Items from a dataset
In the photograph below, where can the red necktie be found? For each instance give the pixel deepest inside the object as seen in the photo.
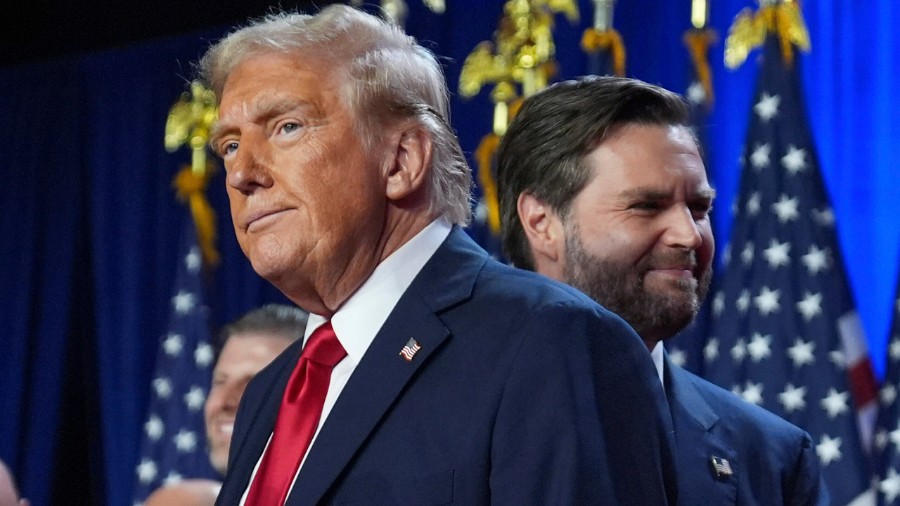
(298, 417)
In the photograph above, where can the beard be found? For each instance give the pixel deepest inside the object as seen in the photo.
(653, 314)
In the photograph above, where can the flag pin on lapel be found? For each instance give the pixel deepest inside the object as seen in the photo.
(410, 349)
(721, 467)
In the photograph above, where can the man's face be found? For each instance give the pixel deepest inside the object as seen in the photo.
(242, 357)
(307, 197)
(638, 236)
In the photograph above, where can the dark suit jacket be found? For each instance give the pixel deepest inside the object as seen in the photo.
(772, 461)
(524, 392)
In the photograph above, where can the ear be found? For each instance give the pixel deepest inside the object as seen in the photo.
(545, 233)
(408, 163)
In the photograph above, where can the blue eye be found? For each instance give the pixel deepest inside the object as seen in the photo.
(229, 147)
(290, 127)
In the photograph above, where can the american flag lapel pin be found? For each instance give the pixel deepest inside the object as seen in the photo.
(410, 349)
(721, 467)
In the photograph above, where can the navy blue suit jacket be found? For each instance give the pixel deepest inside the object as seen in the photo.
(524, 392)
(772, 461)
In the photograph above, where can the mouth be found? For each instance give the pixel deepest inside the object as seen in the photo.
(261, 219)
(224, 427)
(675, 271)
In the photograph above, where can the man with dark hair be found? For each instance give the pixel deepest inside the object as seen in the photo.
(245, 346)
(429, 373)
(602, 186)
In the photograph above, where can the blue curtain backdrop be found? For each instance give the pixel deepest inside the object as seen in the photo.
(89, 222)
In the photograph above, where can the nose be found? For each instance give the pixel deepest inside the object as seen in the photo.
(681, 229)
(249, 170)
(231, 397)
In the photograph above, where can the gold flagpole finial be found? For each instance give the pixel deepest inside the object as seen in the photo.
(189, 123)
(698, 39)
(749, 30)
(699, 13)
(603, 37)
(521, 55)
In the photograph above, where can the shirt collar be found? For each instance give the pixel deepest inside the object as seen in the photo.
(360, 318)
(657, 355)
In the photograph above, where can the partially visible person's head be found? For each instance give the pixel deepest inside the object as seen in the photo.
(333, 128)
(9, 495)
(186, 493)
(247, 345)
(602, 186)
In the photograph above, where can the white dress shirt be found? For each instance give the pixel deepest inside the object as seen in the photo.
(360, 318)
(657, 355)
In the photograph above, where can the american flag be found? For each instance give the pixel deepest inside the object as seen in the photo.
(174, 441)
(784, 333)
(410, 349)
(887, 434)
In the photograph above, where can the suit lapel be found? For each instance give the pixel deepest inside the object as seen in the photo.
(697, 443)
(382, 374)
(262, 405)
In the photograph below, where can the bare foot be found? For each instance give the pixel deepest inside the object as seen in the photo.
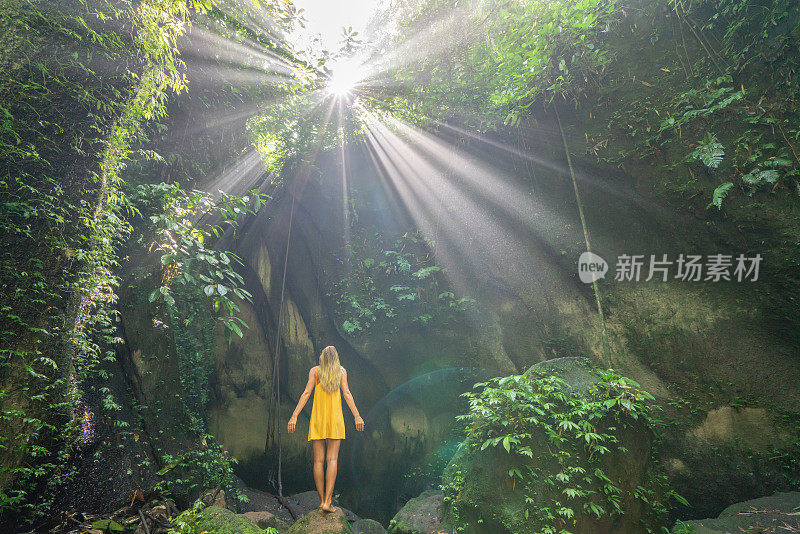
(326, 507)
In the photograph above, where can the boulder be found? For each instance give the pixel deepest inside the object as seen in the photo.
(368, 526)
(319, 522)
(308, 501)
(266, 520)
(420, 515)
(214, 497)
(777, 513)
(556, 475)
(223, 521)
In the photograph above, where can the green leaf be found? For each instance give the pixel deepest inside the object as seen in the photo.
(719, 195)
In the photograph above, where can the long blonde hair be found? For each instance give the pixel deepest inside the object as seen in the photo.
(330, 372)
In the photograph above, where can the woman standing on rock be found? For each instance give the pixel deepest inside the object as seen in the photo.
(328, 381)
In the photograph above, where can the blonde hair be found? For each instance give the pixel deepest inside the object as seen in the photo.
(330, 371)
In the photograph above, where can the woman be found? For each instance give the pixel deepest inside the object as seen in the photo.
(328, 381)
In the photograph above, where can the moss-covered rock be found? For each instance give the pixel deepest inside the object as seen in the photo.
(218, 520)
(562, 446)
(267, 520)
(319, 522)
(368, 526)
(420, 515)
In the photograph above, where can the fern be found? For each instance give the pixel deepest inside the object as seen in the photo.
(710, 152)
(719, 195)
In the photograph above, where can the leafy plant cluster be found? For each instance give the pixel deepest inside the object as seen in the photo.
(384, 287)
(197, 288)
(187, 263)
(527, 417)
(496, 59)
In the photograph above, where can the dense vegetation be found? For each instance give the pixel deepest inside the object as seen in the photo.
(97, 197)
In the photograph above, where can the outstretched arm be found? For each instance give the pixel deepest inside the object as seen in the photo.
(348, 397)
(312, 381)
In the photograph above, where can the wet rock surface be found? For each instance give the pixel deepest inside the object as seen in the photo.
(420, 515)
(775, 514)
(319, 522)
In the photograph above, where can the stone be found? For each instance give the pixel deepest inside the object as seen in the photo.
(223, 521)
(214, 497)
(765, 514)
(368, 526)
(266, 520)
(420, 515)
(729, 425)
(308, 501)
(319, 522)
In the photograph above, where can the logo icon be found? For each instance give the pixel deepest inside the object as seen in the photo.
(591, 267)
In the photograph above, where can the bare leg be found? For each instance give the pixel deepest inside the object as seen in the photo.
(332, 458)
(318, 446)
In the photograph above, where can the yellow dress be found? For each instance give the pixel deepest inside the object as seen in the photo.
(327, 420)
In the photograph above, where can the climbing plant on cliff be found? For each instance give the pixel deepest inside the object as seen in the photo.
(81, 78)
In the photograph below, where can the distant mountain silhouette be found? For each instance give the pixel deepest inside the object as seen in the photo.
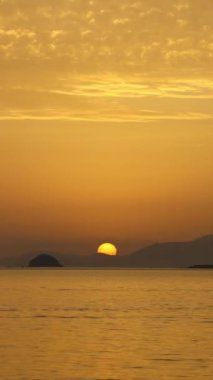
(44, 260)
(198, 252)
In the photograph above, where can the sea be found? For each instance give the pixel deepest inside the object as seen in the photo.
(106, 324)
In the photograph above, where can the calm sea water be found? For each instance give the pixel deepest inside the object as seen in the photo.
(106, 324)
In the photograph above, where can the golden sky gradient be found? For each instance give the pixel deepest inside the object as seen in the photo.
(106, 123)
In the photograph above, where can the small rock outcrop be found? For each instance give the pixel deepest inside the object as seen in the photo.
(44, 260)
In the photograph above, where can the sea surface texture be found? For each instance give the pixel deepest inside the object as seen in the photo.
(106, 324)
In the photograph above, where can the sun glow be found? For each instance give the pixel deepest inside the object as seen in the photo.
(107, 249)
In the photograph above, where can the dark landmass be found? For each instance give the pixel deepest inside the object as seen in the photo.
(161, 255)
(44, 260)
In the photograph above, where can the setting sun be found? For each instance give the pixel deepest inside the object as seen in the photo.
(107, 249)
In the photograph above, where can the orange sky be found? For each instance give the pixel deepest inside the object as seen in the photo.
(105, 123)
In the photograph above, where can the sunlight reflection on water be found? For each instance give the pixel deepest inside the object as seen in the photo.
(106, 324)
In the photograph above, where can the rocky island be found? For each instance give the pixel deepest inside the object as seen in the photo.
(44, 260)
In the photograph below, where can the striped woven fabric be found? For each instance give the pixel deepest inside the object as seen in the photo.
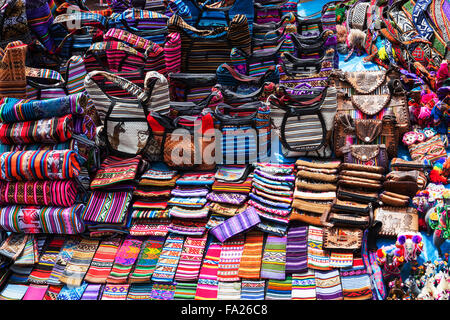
(39, 165)
(169, 258)
(35, 292)
(250, 265)
(46, 193)
(229, 291)
(103, 261)
(77, 267)
(91, 292)
(140, 291)
(162, 291)
(43, 269)
(355, 284)
(107, 207)
(115, 292)
(114, 170)
(191, 259)
(328, 285)
(124, 261)
(185, 291)
(45, 219)
(296, 250)
(304, 286)
(318, 259)
(230, 258)
(274, 258)
(147, 260)
(279, 289)
(62, 259)
(207, 284)
(253, 290)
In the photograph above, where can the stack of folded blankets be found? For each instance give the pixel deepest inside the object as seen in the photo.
(107, 210)
(150, 214)
(271, 196)
(315, 190)
(188, 210)
(229, 192)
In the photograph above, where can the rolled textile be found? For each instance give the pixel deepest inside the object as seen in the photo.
(53, 130)
(16, 110)
(237, 224)
(39, 165)
(43, 192)
(37, 219)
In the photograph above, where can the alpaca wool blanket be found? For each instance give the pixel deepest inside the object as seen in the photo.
(230, 258)
(103, 260)
(148, 258)
(191, 259)
(207, 284)
(304, 286)
(125, 258)
(274, 258)
(250, 264)
(169, 258)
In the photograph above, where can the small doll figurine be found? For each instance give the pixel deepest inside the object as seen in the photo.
(409, 138)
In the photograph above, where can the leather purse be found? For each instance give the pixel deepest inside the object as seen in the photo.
(372, 109)
(338, 238)
(396, 220)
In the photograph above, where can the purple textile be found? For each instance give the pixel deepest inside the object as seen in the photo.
(297, 250)
(237, 224)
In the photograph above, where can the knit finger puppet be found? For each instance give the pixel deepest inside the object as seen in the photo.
(409, 247)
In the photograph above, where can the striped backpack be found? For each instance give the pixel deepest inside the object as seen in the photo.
(126, 131)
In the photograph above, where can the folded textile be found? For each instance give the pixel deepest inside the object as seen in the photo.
(107, 207)
(72, 293)
(191, 259)
(43, 269)
(46, 193)
(230, 258)
(91, 292)
(304, 286)
(115, 292)
(46, 131)
(207, 284)
(250, 264)
(16, 110)
(184, 213)
(355, 284)
(169, 258)
(274, 258)
(228, 198)
(14, 245)
(140, 291)
(229, 291)
(124, 260)
(150, 227)
(162, 291)
(39, 165)
(185, 291)
(279, 289)
(318, 259)
(62, 259)
(35, 292)
(252, 290)
(103, 260)
(13, 291)
(114, 170)
(296, 250)
(235, 225)
(79, 264)
(147, 259)
(328, 285)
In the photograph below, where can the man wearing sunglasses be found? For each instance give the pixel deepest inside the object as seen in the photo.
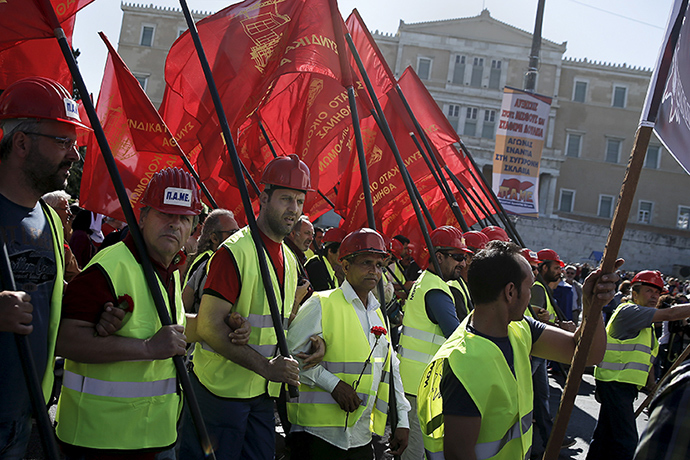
(39, 122)
(430, 318)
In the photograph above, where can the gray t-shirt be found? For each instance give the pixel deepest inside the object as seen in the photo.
(630, 320)
(29, 241)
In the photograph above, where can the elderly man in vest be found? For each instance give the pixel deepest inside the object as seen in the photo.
(39, 122)
(132, 368)
(345, 398)
(482, 372)
(630, 351)
(430, 317)
(235, 386)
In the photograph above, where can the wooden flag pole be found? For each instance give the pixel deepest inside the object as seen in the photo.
(613, 244)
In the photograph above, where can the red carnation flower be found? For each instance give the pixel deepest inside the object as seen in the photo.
(378, 331)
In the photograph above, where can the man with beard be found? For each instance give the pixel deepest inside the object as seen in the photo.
(39, 123)
(236, 385)
(430, 318)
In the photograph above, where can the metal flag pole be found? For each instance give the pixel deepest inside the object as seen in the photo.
(237, 166)
(493, 199)
(385, 129)
(33, 382)
(147, 266)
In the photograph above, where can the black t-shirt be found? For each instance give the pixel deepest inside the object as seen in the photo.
(456, 400)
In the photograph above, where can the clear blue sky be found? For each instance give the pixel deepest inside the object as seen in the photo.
(616, 31)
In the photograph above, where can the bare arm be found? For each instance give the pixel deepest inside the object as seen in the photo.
(674, 313)
(559, 345)
(212, 329)
(461, 435)
(78, 342)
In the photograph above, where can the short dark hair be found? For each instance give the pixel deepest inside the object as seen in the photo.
(492, 269)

*WORK TO DO*: Copy out exactly the lines between the line with "In the photograph above, where can the metal" and the last line of the entries, counting both of those lines.

*SOLVED EXERCISE*:
In the photograph above, where can the metal flag pole be found? For each instance give the pixel deepest inside the object as seen in the photo.
(237, 166)
(493, 199)
(385, 129)
(33, 382)
(147, 266)
In the photograph above, where can the black t-shirt be found? For each instance give the pixel deepest inside the object as seen in the photo.
(456, 400)
In the photograph above, where can the clear blue sky be found? For each instance give the pixel deepest inside the object as seen in the photo.
(616, 31)
In the photograph above, where can the bare arm be found? For each instance give the pixel deepest inside the object as seen in the photo.
(674, 313)
(559, 345)
(212, 329)
(461, 435)
(78, 342)
In the photograph above, where can the short dark hair be found? For each instance give the pixel deepest inside the object as seen in the photo.
(492, 269)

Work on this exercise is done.